Provided passage =
I don't know much about tree frogs, so I don't have much to comment about them, but I would think that tree frogs should be able to tolerate lower than ideal temperatures (for tree frogs) much better than newts would tolerate higher than ideal temperatures (for newts).

I've kept guppies with eastern newts before. I have read many comments about how much fish stress out newts and generally live in 'fish-less ponds'. I've found that newts will stalk, and endlessly follow guppies. My only issue was that if the newts don't eat the babies the guppies multiply too fast and start making twezer feeding a necessity for the newts to get food before the guppies swarm in. They were feeder guppies so my ACF tank go some live snacks once they became too much of a nuisance. As for fish-less pond, I honestly don't know if those exist in the US, and I have personally found newts consistently in ponds and lakes with large populations of aggressive predatory fish. One pond in particular has several species of predatory fish in decent numbers while still having a huge newt population.

Corey, you seem set on keeping the tree frogs with the newts, so I'm going to try to give you some constrictive advise under that premise (I think the other users have the species mixing covered as it pertains to the tree frogs and I agree, but they've already covered that). I would urge you to try to keep the water temperature at least around or under 75F which is the max recommended for eastern newts. I think mid to low 70s is considered the 'night time' temp for some tree frogs which isn't ideal for them as an all day temp, but I think it being a little colder for the frogs is better than consistently stressing out the newts with temps above their long-term tolerance. As for your question regarding plants, whatever grows and is healthy in your tank will be good for your newts. I would suggest getting a small portion of plants coined as being easy to grow and see how they do. Some plants that I think would be good starter plants are: hornwort, anacharis, frogbit, or water sprite. Once you have a little success getting any of those to grow and get established then you can try adding other plants that you like, but do your research about what those plants require. The ones I listed should do ok under a variety of conditions.
 
Fish less ponds do exist naturally, or bodies of water in general. Most Ambystoma species (Also a few others, Notophthalmus for example) breed in ephemeral ponds, which dry in the summer. Sphagnum bogs typically lack fish as well, and newts can handle more water issues (Draining, lower amount of plants to lay eggs, fishermen, ect) than fish, even though they have their limits as well
 
Heat is almost never necessary with any caudates unless you are at risk of freezing. Your temps are far from ideal, anytime going above 70F for prolonged periods increases the risk of infections and other problems. You say that the heat lamp does not increase the temp of the water which cannot possibly be true; you are heating a small environment in a room thats already too hot. Species mixing is also another no-no and while no negative effects are obvious to you that doesn't mean they do not exist. Stubbornly insisting that its fine instead of just ponying up $20 for another 10 gallon tank to keep both your frogs and newts properly is a bad way to go.

Recorded information =
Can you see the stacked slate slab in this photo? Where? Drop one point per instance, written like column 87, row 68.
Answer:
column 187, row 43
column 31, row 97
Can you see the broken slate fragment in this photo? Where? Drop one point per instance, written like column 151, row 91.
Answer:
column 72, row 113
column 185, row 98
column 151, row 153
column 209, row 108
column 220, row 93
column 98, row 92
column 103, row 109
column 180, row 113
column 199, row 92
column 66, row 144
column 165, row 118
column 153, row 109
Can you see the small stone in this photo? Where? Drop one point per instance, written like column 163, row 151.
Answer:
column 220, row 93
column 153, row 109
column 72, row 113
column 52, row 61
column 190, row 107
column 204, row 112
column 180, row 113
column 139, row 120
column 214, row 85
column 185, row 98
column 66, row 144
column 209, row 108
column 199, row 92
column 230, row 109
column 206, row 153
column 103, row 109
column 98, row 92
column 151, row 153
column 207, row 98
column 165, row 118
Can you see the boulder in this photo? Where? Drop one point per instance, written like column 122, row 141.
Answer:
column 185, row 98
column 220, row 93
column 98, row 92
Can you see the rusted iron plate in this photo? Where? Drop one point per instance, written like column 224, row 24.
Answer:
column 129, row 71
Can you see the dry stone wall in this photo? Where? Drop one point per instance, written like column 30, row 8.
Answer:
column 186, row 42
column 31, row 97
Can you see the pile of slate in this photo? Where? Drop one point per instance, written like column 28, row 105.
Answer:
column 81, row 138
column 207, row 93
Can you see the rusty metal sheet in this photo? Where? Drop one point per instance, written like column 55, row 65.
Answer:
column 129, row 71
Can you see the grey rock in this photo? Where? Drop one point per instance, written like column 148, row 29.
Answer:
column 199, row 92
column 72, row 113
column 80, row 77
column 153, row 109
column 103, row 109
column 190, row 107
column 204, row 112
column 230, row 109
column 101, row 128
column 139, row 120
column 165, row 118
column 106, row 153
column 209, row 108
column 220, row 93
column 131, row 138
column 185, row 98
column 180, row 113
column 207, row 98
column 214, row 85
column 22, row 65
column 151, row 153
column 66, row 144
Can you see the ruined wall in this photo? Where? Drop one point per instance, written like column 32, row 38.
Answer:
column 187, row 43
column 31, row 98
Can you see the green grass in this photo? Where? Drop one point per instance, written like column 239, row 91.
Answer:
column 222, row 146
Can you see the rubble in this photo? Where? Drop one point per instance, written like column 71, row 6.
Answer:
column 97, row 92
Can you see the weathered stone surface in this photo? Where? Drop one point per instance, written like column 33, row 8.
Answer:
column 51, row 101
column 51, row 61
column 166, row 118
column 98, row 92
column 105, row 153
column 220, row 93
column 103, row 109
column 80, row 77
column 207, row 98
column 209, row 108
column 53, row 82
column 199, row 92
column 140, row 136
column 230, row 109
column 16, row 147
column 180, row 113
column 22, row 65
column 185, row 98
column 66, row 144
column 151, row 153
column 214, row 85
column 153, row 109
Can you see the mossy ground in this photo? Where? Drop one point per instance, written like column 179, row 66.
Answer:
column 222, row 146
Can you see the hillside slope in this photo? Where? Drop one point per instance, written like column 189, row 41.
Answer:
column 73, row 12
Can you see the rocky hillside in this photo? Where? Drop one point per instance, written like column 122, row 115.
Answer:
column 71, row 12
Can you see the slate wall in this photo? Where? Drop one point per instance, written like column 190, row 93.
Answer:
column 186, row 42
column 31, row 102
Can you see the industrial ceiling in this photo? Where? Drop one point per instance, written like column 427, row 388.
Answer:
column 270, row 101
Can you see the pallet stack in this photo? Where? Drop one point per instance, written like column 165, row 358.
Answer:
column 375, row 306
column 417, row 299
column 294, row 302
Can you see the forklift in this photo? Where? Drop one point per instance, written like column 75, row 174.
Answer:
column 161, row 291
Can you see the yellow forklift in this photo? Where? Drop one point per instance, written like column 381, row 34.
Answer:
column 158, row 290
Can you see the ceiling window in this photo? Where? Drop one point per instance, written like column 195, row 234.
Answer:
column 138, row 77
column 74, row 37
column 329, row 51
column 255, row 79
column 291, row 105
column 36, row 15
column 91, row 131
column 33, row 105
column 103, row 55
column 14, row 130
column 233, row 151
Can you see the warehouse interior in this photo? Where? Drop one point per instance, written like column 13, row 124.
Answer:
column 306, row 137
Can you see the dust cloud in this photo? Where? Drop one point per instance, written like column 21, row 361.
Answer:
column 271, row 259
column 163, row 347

* * *

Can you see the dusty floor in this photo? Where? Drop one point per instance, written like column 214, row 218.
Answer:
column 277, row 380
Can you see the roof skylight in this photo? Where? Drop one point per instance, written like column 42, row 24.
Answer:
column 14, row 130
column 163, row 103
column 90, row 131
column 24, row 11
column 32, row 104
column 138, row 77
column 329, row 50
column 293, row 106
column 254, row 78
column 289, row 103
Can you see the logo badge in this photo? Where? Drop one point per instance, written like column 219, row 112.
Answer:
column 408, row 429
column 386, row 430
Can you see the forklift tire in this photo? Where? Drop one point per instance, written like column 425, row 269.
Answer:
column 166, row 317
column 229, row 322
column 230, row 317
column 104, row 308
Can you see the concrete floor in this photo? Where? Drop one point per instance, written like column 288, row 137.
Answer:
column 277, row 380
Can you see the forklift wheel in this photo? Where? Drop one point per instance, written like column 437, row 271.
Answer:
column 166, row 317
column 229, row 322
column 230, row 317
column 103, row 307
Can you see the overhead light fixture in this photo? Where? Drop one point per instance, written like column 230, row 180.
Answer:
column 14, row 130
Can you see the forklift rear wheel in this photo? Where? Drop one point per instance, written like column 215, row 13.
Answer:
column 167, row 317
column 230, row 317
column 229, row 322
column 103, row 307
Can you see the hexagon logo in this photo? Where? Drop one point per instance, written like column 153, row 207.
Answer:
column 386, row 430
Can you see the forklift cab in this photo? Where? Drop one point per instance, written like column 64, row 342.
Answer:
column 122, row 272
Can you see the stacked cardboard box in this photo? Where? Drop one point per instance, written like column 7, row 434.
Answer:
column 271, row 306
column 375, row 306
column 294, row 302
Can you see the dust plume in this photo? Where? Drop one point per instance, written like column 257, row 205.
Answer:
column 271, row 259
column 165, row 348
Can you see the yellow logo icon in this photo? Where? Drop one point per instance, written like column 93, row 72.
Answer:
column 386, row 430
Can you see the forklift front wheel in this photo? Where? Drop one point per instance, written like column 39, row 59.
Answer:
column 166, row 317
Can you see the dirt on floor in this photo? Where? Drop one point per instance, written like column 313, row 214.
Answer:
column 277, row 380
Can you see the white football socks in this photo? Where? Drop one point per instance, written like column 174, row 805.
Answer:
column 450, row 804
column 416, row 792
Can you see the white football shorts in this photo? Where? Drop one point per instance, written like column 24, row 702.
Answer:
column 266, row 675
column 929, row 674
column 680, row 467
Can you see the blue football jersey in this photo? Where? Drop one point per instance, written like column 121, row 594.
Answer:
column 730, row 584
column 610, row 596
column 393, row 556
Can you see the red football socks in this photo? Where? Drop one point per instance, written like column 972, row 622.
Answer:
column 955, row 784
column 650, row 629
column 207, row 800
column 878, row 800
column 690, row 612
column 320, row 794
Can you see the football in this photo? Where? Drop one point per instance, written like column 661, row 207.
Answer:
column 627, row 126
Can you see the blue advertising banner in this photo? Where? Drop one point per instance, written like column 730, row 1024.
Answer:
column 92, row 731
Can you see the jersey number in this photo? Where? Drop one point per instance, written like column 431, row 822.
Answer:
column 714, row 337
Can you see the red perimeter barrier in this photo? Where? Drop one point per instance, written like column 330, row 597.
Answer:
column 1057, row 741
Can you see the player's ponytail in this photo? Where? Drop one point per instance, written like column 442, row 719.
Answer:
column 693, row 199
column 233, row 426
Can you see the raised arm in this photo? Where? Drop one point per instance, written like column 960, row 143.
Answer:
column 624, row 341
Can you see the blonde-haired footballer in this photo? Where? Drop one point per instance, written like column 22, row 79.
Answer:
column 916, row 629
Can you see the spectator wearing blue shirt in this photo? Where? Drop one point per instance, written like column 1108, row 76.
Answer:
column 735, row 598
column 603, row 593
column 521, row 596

Task item = Continue the forum discussion about keeping eastern newts with tree frogs from the point where it stops.

Answer below =
 
You're right Xavier, there are vernal/temporary ponds, bogs and similar acid bodies of water. I was making that comment thinking about permanent ponds/lakes. I was just trying to point out that fish and newts coexist a lot in nature, at least with eastern newts in northeast US. But it is harder to do so in an aquarium environment that is infinitely smaller than any situation in nature.

Anyway, that's not what this thread is about. I fully agree with Perry. The temperature is definitely a big issue. I had a newt tank on the 2nd floor of my home in an area where I struggled to control temperatures in the summer and tried to use fans to keep that tank cool. I had a few infections happen when I couldn't control the temp and the water got over 75F even with the fans. I had to empty the tank and move it downstairs where I have barely seen the water temps get above 70F and haven't had those issues since.
 
Kind of off topic here but the fishless bodies of water topic jogged my memory.

Years ago I went fishing on a massive pond in upstate NY. It was in the middle of a huge field near a farm. It was PACKED with large mouth bass. But all along the reedy and mossy shores were hundreds of eastern newts. TONS. now they all looked to stay in this shore area which was probably only a few inches deep. Doubt many ventured past that and doubt many large mouth bass could get near the shore. But both species were in abundant supplies. And here in VA there is a river I like to hike by..and again in the shallows and edges of this river are many newts and trout, bass, and sunfish out in the depths. But that's nature. It knows what it's doing. I've done the guppy/newt thing years ago but the guppies would slowly dissapear. I've kept tree frogs, but as someone pointed out they like different geographical-for lack of better words-set ups. One likes heights and one likes lengths. The only way I could see pulling this off is if you had a MASSIVE and mean massive vivarium...like the ones you see in zoos. Like the size of a small room.
 
Mixing different species together in the same tank, especially species that have completely different requirements Is a risky business. Apart from the danger of disease contamination, competition for food or intra specific aggression, the tank itself, instead of providing optimal conditions where one species can thrive, ends up being a compromise somewhere between the requirements of each animal so that both species can just about survive.
There are never, ever, any benefits whatsoever for the animals involved, even ones with broadly similar needs, only risks, so why do it? Ultimately, the animals are the losers every time, just so you can see two or more species mixed together in the same tank.
 
This just sounds terrible. The only time in 20 years of keeping salamanders I had major disease issues is when I tried to keep them in the upper 70s one year and disease hit multiple species killing some, never had an issue again after moving back to cooler temps.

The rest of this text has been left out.